DOCUMENT:
►
This notebook focuses on adapting Gemma 3 1B, a powerful open-source model, to generate SQL queries from natural language prompts and database schemas. The `gretelai/synthetic_text_to_sql` dataset provides a rich collection of synthetic text-to-SQL examples, ideal for this task.


## 2. Setup and Installation

Before proceeding, ensure you have a suitable Python environment (Python 3.9+) and a GPU with sufficient memory (at least 12GB recommended for Gemma 3 1B). We will install the necessary libraries, including `unsloth`, `bitsandbytes`, `accelerate`, `peft`, `trl`, and `datasets`.

**Note**: The `unsloth` library provides optimized implementations for finetuning, significantly speeding up the process. It handles patching of various components for better performance.


In [1]:
# Install necessary libraries
!pip install --no-deps bitsandbytes accelerate xformers==0.0.29.post3 peft trl triton cut_cross_entropy unsloth_zoo
!pip install sentencepiece protobuf "datasets>=3.4.1" huggingface_hub hf_transfer
!pip install --no-deps unsloth

# Verify installation (optional)
try:
    import unsloth
    print("Unsloth installed successfully!")
◄
SET EXERCISE A: According to the notebook excerpt, how much GPU memory is recommended for Gemma 3 1B?
The listing that follows is unrelated to the notebook excerpt.

DATA SUPPLIED:
►
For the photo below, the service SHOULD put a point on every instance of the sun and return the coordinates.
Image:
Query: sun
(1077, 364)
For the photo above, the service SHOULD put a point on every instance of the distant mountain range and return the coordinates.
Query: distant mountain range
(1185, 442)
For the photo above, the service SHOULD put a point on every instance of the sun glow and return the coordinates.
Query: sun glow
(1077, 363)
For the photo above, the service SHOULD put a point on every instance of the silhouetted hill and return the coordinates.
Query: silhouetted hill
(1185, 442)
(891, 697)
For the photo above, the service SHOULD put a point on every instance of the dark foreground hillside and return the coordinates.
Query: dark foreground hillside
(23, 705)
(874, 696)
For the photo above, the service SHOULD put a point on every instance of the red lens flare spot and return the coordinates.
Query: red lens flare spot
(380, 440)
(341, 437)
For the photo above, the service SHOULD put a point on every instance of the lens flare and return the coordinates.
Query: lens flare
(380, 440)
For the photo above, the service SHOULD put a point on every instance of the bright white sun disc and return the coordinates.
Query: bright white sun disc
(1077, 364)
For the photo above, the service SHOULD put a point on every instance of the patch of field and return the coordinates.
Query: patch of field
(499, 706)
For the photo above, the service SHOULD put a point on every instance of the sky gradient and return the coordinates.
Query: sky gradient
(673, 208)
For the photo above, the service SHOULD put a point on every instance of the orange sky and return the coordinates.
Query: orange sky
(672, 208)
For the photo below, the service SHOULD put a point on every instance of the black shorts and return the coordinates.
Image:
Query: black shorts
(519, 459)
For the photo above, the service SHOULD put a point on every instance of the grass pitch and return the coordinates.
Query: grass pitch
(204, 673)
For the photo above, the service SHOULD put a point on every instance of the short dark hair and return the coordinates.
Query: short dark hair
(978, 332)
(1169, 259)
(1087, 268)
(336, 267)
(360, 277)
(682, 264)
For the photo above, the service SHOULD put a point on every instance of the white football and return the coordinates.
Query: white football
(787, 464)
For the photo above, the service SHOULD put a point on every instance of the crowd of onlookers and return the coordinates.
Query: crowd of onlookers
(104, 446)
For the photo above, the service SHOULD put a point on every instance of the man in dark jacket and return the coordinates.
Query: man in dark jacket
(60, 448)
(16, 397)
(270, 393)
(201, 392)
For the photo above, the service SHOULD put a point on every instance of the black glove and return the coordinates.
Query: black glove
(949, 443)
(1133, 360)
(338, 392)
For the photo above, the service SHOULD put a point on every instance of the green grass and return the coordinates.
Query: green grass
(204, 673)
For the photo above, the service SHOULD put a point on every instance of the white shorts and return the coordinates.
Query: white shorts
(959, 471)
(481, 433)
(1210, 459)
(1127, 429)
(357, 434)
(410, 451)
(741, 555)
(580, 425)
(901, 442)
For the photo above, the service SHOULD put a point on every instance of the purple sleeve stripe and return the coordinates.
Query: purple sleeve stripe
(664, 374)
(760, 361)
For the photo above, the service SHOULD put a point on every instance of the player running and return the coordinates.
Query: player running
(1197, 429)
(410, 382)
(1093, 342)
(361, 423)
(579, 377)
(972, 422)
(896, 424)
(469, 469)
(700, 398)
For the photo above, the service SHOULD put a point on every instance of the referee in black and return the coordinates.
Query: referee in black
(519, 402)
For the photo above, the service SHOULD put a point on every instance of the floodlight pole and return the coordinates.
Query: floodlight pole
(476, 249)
◄
SET EXERCISE B: In the listing, change "service" to "system" in the lines starting at the one that contains "onlookers and return the coordinates." and ending at the final line of the listing, and leave everything else as it is. Return only those lines.

TASK RESPONSE A: At least 12GB.

TASK RESPONSE B:
For the photo above, the system SHOULD put a point on every instance of the crowd of onlookers and return the coordinates.
Query: crowd of onlookers
(104, 446)
For the photo above, the system SHOULD put a point on every instance of the man in dark jacket and return the coordinates.
Query: man in dark jacket
(60, 448)
(16, 397)
(270, 393)
(201, 392)
For the photo above, the system SHOULD put a point on every instance of the black glove and return the coordinates.
Query: black glove
(949, 443)
(1133, 360)
(338, 392)
For the photo above, the system SHOULD put a point on every instance of the green grass and return the coordinates.
Query: green grass
(204, 673)
For the photo above, the system SHOULD put a point on every instance of the white shorts and return the coordinates.
Query: white shorts
(959, 471)
(481, 433)
(1210, 459)
(1127, 429)
(357, 434)
(410, 451)
(741, 555)
(580, 425)
(901, 442)
For the photo above, the system SHOULD put a point on every instance of the purple sleeve stripe and return the coordinates.
Query: purple sleeve stripe
(664, 374)
(760, 361)
For the photo above, the system SHOULD put a point on every instance of the player running and return the coordinates.
Query: player running
(1197, 429)
(410, 382)
(1093, 342)
(361, 423)
(579, 377)
(972, 422)
(896, 424)
(469, 469)
(700, 398)
For the photo above, the system SHOULD put a point on every instance of the referee in black and return the coordinates.
Query: referee in black
(519, 402)
For the photo above, the system SHOULD put a point on every instance of the floodlight pole and return the coordinates.
Query: floodlight pole
(476, 249)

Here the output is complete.